++++ Text excerpt
# FIx a bricked motherboard



## Marineborn (Oct 31, 2010)

i currently tried to flash my msi 790fx platnimun motherboard, when i correctly followed the steps, and turned it back on it was a black screen, i tried, reseeting bios, diff prob, older one, diffrent ram, diffrent video card, diffrent psu, diffrent hardrive, ive read the complete manual to see if theres any bios recovery method, ive searched around the internet, this is my last call out to those who could possible have a solution, any ideas are welcome, when i boot it, it just sits at a black screen. nothing else, ive let it sit there for 2 hrs and nothing. thanks for all the help guys


----------



## overclocking101 (Oct 31, 2010)

rma bro, msi's bios flashing method is terrible and is known to brick boards very easily. thus why I do not use msi boards anymore


----------



## Marineborn (Oct 31, 2010)

its a 2 yr old board, i doubt RMA it would acheive anything. or do they have some kinda of plan for that kinda stuff


----------



## jagd (Oct 31, 2010)

It is easy to recover 
step by step
1-change bios name to AMIBOOT.ROM 
2-Save it to a floppy (i hope you have floppy ,dont know if your mobo can see usb sticks)
3-Restart pc , press " CTRL " + "HOME" until you see floppy light 
4-Wait for 1 minute and restart later 


Next time give full info when you are asking help ,motherboard model in your case


----------



## Marineborn (Oct 31, 2010)

wait jagd, i dont have a floppy drive or i might, but how do i do it with a usb stick the same way

im confused, change what bios. *blinks*

i did give the model its in the first like of the op, its a msi 790fx platinum, they only make one, the platinum and the v2


----------



## jagd (Oct 31, 2010)

Bios you downloaded from msi for update ,if i had know model i could give link too ,youll change name of bios file ( it will be like A569MS28.ROM  rename it to AMIBOOT.ROM

http://forum-en.msi.com/index.php?topic=119375.0 

You are lucky i guess msi has MSI HQ USB BIOS Flashing Tool ,try it.
++++++++
++++ Extracted records
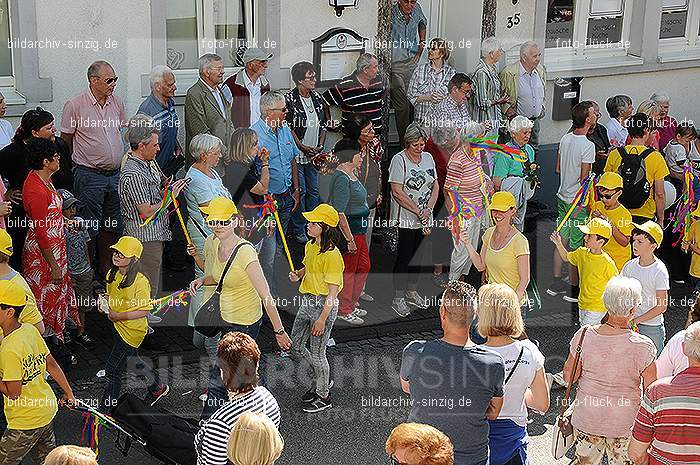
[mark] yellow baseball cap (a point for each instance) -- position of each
(129, 247)
(324, 213)
(653, 229)
(219, 209)
(5, 242)
(610, 180)
(502, 201)
(12, 294)
(596, 226)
++++++++
Task 1:
From the thread on fixing a bricked motherboard, extract the passage between "It is easy to" and "see usb sticks)", inclusive.
Task 2:
In the thread on fixing a bricked motherboard, which keys does jagd say to press after restarting the PC?

Final result 1:
It is easy to recover 
step by step
1-change bios name to AMIBOOT.ROM 
2-Save it to a floppy (i hope you have floppy ,dont know if your mobo can see usb sticks)

Final result 2:
CTRL and HOME, held until the floppy light comes on.